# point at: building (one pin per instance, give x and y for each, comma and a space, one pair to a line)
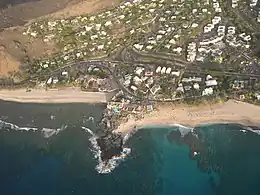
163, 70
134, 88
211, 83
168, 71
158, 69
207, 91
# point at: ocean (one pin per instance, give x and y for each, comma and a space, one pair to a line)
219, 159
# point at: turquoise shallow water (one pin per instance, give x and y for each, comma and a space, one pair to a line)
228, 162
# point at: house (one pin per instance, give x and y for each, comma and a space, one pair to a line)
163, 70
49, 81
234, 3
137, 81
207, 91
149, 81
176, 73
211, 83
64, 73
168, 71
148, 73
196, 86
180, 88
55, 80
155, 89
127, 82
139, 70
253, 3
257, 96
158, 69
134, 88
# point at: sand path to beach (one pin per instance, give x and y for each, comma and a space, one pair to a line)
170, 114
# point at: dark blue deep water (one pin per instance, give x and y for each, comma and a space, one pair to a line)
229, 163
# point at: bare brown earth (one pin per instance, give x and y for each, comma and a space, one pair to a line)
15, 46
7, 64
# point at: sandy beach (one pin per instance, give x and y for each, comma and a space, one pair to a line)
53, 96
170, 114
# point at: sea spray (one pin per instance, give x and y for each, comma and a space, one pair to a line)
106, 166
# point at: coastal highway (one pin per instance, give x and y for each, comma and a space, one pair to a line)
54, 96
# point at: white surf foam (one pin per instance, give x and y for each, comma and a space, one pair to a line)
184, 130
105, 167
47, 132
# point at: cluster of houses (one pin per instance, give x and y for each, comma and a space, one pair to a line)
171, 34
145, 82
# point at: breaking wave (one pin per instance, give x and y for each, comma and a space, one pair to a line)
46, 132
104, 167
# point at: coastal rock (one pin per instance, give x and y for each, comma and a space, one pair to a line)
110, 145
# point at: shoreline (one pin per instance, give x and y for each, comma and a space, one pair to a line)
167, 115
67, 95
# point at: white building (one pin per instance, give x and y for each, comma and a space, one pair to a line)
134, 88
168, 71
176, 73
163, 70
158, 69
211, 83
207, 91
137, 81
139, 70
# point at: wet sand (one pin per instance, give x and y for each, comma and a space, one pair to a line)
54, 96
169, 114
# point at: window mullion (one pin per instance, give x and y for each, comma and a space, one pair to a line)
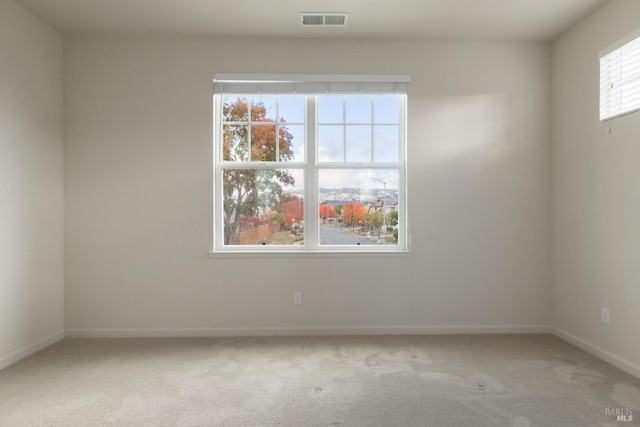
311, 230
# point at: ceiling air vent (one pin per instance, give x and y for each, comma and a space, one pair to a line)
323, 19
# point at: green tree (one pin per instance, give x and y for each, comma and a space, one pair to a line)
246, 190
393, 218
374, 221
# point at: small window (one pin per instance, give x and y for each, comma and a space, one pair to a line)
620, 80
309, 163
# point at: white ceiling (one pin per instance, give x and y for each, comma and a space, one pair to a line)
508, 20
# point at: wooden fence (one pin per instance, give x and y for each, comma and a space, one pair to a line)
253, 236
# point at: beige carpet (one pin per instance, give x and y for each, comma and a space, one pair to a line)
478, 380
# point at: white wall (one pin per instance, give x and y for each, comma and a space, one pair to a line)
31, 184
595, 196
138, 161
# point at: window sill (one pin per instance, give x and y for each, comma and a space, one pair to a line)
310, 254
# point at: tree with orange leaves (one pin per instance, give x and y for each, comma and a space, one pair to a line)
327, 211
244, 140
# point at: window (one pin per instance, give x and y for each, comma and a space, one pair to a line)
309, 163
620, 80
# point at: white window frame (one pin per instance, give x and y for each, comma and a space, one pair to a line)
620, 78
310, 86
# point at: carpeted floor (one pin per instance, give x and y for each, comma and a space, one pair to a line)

┄┄┄┄┄┄┄┄┄┄

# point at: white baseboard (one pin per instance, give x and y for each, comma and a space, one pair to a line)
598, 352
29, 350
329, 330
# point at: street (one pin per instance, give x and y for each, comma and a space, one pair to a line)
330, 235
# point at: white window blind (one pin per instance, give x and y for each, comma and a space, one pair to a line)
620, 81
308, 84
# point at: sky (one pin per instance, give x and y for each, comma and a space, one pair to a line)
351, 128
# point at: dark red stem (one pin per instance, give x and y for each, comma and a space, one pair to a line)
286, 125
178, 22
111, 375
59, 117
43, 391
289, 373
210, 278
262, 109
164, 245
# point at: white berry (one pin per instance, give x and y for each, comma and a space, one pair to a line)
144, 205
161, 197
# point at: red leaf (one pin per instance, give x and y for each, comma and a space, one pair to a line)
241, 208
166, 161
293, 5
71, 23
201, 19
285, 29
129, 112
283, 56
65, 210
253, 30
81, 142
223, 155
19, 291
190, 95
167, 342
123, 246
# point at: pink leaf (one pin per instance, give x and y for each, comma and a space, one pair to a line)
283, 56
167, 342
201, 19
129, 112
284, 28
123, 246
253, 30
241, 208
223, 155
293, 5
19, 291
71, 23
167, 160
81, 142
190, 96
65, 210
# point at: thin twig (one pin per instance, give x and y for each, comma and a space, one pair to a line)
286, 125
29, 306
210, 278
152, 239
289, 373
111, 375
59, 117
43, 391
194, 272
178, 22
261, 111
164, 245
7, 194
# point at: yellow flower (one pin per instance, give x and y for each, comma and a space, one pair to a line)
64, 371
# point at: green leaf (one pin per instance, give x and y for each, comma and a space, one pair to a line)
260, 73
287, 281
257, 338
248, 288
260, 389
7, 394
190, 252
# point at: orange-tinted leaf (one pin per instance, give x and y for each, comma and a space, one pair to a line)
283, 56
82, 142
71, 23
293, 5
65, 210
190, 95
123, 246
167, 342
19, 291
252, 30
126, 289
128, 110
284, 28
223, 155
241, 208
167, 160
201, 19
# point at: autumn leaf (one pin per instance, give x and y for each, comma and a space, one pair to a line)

┄┄┄┄┄┄┄┄┄┄

*EXERCISE DIRECTIONS*. Starting from the line with "# point at: window mullion" in the records above, repeat each line exactly until you have written the line with "# point at: carpeted", then stop; drop the pictures.

*ANSWER TO THIS EXERCISE*.
# point at: window mullion (one pin per instance, give x and y for each, comma and a space, one pair to a line)
311, 230
# point at: ceiling air vent (one pin per instance, give x and y for each, comma and a space, one pair to a line)
323, 19
# point at: green tree (one pin per instance, give x and y for each, comma and a space, one pair to a line)
246, 190
393, 218
374, 221
# point at: small window (one pin per instance, give x and y for each, comma and a space, one pair to a line)
620, 80
309, 163
# point at: white ceiling (one pin per instance, give x and y for each, comma and a space, one pair to a line)
508, 20
# point at: wooden fence (one pin per instance, give x and y for each, comma and a space, one pair to a line)
253, 236
# point at: beige carpet (one pin per instance, give x and y for each, comma and a space, one pair to a line)
478, 380
# point at: white wall (one pin per instance, give x and y for each, comma and a space, one pair to a line)
31, 184
595, 196
138, 161
# point at: window sill (one pin per instance, give x and y for each, comma and a space, one pair to a line)
310, 254
# point at: tree with orange leaves (one pin per instance, give x and y for each, comma and a space, one pair to a line)
327, 211
244, 140
# point at: window (one pin per instance, give x and y for each, comma and a space, one pair to a line)
309, 163
620, 80
# point at: white window frame (one pin per instance, give x and y for each, comma and a space, one pair to a line)
620, 78
310, 86
# point at: carpeted floor (one pin per instance, give x and y for each, comma and a space, one pair to a line)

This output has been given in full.